**Excerpt:**
[Start]
The Tsar's Footsoldiers at Work (1909)

Submitted by martin on 4 August, 2020 - 3:52 Author: Leon Trotsky
1905 pogroms

A follow-up article by Trotsky on the pogroms of 1905, further to the 1908 article also entitled The Tsar’s Footsoldiers at Work. Above: a 1905 cartoon denouncing the pogroms.


The Soviet ended the October strike in those terrible dark days when the weeping of battered infants, the frenzied curses of mothers, the death-rattles of old men and the terrible cries of despair echoed to the skies the length and breadth of the country. A hundred of Russia’s cities and towns were transformed into hell on earth. The sun was blotted out by the smoke of conflagrations, flames consumed entire streets – and also homes and people. The old order took revenge for its humiliation.
[End]
**Tasks to complete:**
• 1. Reproduce the part of the article that opens with the words containing "The Tsar's Footsoldiers" and closes with "denouncing the pogroms.", substituting "caricature" for "cartoon".
• 2. Answer these questions from the article.
(a) On what date was the article submitted?
(b) Which earlier article is this one a follow-up to?
(c) How many of Russia's cities and towns does the article say were transformed into hell on earth?

**Recorded data:**
[Start]
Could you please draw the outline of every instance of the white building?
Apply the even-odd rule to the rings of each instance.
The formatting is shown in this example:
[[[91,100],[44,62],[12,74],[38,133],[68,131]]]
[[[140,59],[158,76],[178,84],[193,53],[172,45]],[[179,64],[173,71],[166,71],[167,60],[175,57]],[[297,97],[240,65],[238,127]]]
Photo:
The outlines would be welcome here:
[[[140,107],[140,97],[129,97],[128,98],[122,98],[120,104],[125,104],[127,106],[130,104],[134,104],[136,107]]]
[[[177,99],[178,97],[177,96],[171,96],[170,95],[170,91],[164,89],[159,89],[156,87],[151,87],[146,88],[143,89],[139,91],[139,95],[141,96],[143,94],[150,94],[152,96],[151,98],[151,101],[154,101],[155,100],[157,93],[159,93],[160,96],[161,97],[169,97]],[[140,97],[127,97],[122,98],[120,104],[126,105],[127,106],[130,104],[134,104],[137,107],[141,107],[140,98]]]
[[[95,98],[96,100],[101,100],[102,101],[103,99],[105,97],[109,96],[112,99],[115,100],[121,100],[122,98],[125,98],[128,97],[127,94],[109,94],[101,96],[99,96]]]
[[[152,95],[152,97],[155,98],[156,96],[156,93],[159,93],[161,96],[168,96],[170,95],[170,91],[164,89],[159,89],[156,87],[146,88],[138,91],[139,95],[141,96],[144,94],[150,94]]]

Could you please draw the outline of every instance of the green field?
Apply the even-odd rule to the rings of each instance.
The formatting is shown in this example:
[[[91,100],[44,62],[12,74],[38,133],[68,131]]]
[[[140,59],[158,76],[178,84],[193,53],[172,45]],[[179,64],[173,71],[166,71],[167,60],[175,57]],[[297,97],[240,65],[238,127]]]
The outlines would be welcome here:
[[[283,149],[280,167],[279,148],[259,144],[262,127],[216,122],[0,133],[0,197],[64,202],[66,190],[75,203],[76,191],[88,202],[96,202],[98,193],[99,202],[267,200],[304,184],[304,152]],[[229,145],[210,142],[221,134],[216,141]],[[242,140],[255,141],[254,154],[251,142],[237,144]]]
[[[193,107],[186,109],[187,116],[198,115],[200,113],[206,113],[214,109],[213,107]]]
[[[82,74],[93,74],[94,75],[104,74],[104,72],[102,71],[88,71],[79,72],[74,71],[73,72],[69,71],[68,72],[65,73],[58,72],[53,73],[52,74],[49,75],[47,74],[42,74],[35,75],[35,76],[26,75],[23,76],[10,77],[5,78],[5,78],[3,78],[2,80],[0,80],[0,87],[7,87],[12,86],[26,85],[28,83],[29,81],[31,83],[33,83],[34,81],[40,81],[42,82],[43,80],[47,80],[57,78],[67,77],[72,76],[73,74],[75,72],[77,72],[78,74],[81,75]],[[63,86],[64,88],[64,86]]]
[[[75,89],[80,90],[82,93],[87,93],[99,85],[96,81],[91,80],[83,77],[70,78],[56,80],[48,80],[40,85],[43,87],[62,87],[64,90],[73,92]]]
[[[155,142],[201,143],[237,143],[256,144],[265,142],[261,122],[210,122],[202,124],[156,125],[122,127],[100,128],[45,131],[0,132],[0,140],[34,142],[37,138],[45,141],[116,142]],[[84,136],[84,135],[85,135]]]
[End]
**Solution list:**
• 1.
The Tsar's Footsoldiers at Work (1909)

Submitted by martin on 4 August, 2020 - 3:52 Author: Leon Trotsky
1905 pogroms

A follow-up article by Trotsky on the pogroms of 1905, further to the 1908 article also entitled The Tsar’s Footsoldiers at Work. Above: a 1905 caricature denouncing the pogroms.

• 2.
(a) 4 August, 2020
(b) The 1908 article also entitled The Tsar's Footsoldiers at Work
(c) A hundred